*Required work*:
In your copy of the data, keep every word exact and include no pictures.

*Source material*:
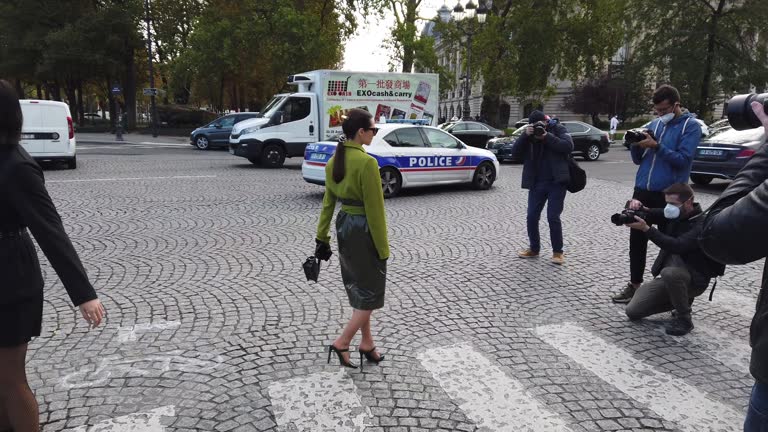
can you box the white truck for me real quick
[229,70,439,167]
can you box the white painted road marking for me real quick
[61,352,223,389]
[48,175,216,183]
[535,323,744,432]
[118,320,181,343]
[268,370,371,432]
[418,343,570,432]
[68,405,175,431]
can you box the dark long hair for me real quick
[0,80,22,149]
[333,108,372,183]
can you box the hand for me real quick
[79,299,106,329]
[315,239,332,261]
[525,126,534,136]
[751,101,768,130]
[628,199,644,210]
[626,216,650,232]
[637,132,658,149]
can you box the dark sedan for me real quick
[487,121,610,162]
[689,125,766,185]
[439,121,503,148]
[190,112,259,150]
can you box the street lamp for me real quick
[450,0,488,120]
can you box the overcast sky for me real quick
[342,1,448,72]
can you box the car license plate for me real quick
[699,149,723,156]
[490,149,498,154]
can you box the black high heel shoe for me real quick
[358,347,385,371]
[328,344,358,368]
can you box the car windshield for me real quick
[261,96,286,118]
[702,126,765,144]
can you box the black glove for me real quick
[315,239,332,261]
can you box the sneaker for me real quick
[518,249,539,258]
[551,253,565,265]
[665,316,694,336]
[611,283,636,304]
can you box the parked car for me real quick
[513,118,529,128]
[486,121,610,162]
[689,124,766,185]
[302,123,500,198]
[623,118,709,149]
[190,112,259,150]
[19,99,77,169]
[439,121,503,148]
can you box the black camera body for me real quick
[532,121,547,137]
[624,128,656,145]
[611,202,650,226]
[727,93,768,131]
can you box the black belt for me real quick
[0,228,27,239]
[340,198,364,207]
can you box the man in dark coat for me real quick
[511,110,574,264]
[699,100,768,431]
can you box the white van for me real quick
[19,100,77,169]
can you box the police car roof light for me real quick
[383,119,430,125]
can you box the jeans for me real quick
[630,189,668,284]
[625,263,693,320]
[527,182,567,253]
[745,382,768,432]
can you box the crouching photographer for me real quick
[618,183,724,336]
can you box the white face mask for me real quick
[659,113,675,124]
[664,203,681,219]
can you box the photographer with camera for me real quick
[511,110,574,265]
[612,85,701,304]
[618,183,724,335]
[699,98,768,430]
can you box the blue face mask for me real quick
[664,203,682,219]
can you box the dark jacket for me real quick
[631,113,700,192]
[511,123,574,189]
[700,144,768,384]
[643,204,724,293]
[0,145,96,306]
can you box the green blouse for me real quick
[316,141,390,260]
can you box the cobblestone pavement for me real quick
[28,146,761,431]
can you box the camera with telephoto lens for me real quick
[611,201,650,226]
[624,128,656,145]
[726,93,768,130]
[532,121,547,136]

*Task answer*:
can you box the white truck for me real quick
[229,70,439,167]
can you box the white painted road marking for me real quick
[61,352,223,389]
[48,175,216,183]
[535,323,744,432]
[118,320,181,343]
[268,370,371,432]
[418,343,570,432]
[68,405,175,431]
can you box the dark long hair for me real quick
[0,80,22,149]
[333,108,372,183]
can you box the hand for me real quick
[79,299,106,329]
[315,239,332,261]
[525,126,534,136]
[751,101,768,130]
[628,199,644,210]
[626,216,650,232]
[637,132,658,149]
can you box the dark sedan for me real quick
[487,121,610,162]
[689,125,766,185]
[439,121,503,148]
[190,112,259,150]
can you box the street lamp for me real quick
[450,0,488,120]
can you box the overcast sky for me real quick
[342,1,448,72]
can you box the car license plate for me real quick
[699,149,723,156]
[490,149,498,154]
can you box the black high heel shoe for me real quick
[358,347,385,371]
[328,344,358,368]
can you box the car windshield for me real quick
[261,96,286,118]
[702,126,765,144]
can you box the black glove for me real quick
[315,239,332,261]
can you box the sneaker for me real quick
[518,249,539,258]
[551,253,565,265]
[665,316,694,336]
[611,283,636,304]
can you box the parked car for me real quick
[513,118,529,128]
[486,121,610,162]
[689,124,766,185]
[302,123,500,198]
[623,118,709,149]
[190,112,259,150]
[19,99,77,169]
[439,121,503,148]
can you box the black camera body for me real quick
[532,121,547,137]
[624,128,656,145]
[611,202,650,226]
[727,93,768,131]
can you box the black belt for me real quick
[0,228,27,239]
[340,198,364,207]
can you box the man in dark coat for me real quick
[511,110,574,264]
[699,100,768,431]
can you box the white van for me real quick
[19,100,77,169]
can you box the police car roof light for me real quick
[383,119,430,125]
can you box the jeans for me real quick
[630,189,668,284]
[625,263,693,320]
[527,182,567,253]
[745,382,768,432]
can you box the crouching photographer for me real quick
[618,183,724,336]
can you box the white face mask for me real quick
[659,113,675,124]
[664,203,681,219]
can you box the photographer with camera for me real quick
[511,110,574,265]
[612,85,701,304]
[618,183,724,335]
[699,98,768,430]
can you box the blue face mask for me real quick
[664,203,682,219]
can you box the dark jacket for me real quick
[631,113,700,192]
[511,123,574,189]
[700,144,768,384]
[643,204,724,293]
[0,145,96,306]
can you box the green blouse for me real quick
[316,141,390,260]
can you box the cobblestone pavement for me real quick
[28,146,761,431]
can you box the camera with telephoto lens for me real quick
[611,201,650,226]
[624,128,656,145]
[726,93,768,130]
[532,121,547,136]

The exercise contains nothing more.